• Input data

# # # # #

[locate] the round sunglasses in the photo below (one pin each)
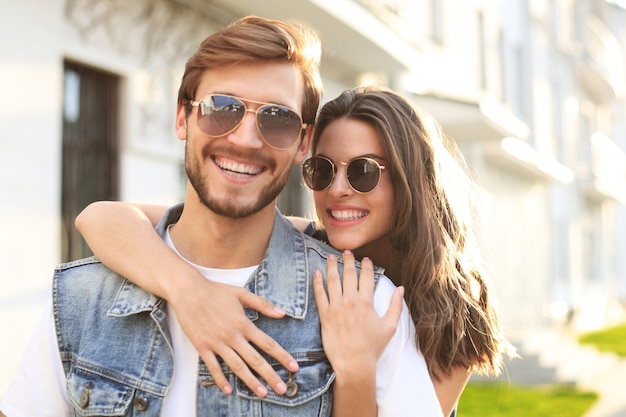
(220, 114)
(363, 173)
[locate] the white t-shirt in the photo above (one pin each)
(403, 384)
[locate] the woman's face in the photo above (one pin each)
(355, 221)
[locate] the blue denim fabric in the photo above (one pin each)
(117, 352)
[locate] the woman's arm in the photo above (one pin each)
(122, 236)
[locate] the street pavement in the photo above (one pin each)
(550, 357)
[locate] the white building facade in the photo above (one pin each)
(532, 90)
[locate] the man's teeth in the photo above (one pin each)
(238, 168)
(348, 214)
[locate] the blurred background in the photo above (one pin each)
(532, 91)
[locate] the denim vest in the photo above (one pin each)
(116, 348)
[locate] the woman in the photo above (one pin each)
(385, 187)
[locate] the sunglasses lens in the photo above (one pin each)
(363, 174)
(279, 126)
(317, 173)
(219, 115)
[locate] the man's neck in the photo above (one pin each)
(208, 239)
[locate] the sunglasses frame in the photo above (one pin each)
(346, 164)
(243, 101)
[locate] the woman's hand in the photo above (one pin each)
(353, 333)
(352, 330)
(212, 316)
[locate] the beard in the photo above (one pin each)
(230, 207)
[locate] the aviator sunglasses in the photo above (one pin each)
(363, 173)
(220, 114)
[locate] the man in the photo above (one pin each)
(108, 347)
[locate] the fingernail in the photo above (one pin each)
(261, 391)
(281, 388)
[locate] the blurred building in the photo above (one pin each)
(532, 90)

# # # # #

• Brief
Reprint the whole listing verbatim except for the pictures.

• Answer section
[locate] the round sunglasses in the photo below (one pin each)
(220, 114)
(363, 173)
[locate] the white t-shirt in the photo above (one pin each)
(403, 384)
[locate] the woman's face in the photo above (one pin each)
(355, 221)
[locate] the blue denim fabric in the photo above (one pin each)
(117, 352)
[locate] the woman's arm in the photo above (one pin each)
(122, 236)
[locate] the street pavement in the photo above (one pin each)
(550, 357)
[locate] the white building facade in the photo above (one pin each)
(532, 90)
[locate] the man's teeth in the photo above (one pin each)
(238, 168)
(348, 214)
[locate] the blurred background in the photo above (one pin each)
(532, 91)
[locate] the denim vest in the photo above (one pin each)
(116, 348)
[locate] the woman in the photo above (one pin each)
(385, 187)
[locate] the sunglasses lens in the photo above (one pin each)
(363, 174)
(279, 126)
(317, 173)
(219, 115)
[locate] the man's neck in the photo above (one pin each)
(208, 239)
[locate] the sunglasses frame in the photo above (one pin each)
(346, 164)
(243, 101)
[locate] the woman's hand in the photo above (one pin each)
(353, 333)
(352, 330)
(212, 316)
[locate] the beard in the photo above (one pin each)
(230, 207)
[locate] the aviator sunglasses in the photo above (one pin each)
(363, 173)
(220, 114)
[locate] the man in the photo above (one pin each)
(108, 347)
[locate] the fingernail in the photo above (one pin each)
(261, 391)
(281, 388)
[locate] the blurred building in the photo above (one pin each)
(532, 90)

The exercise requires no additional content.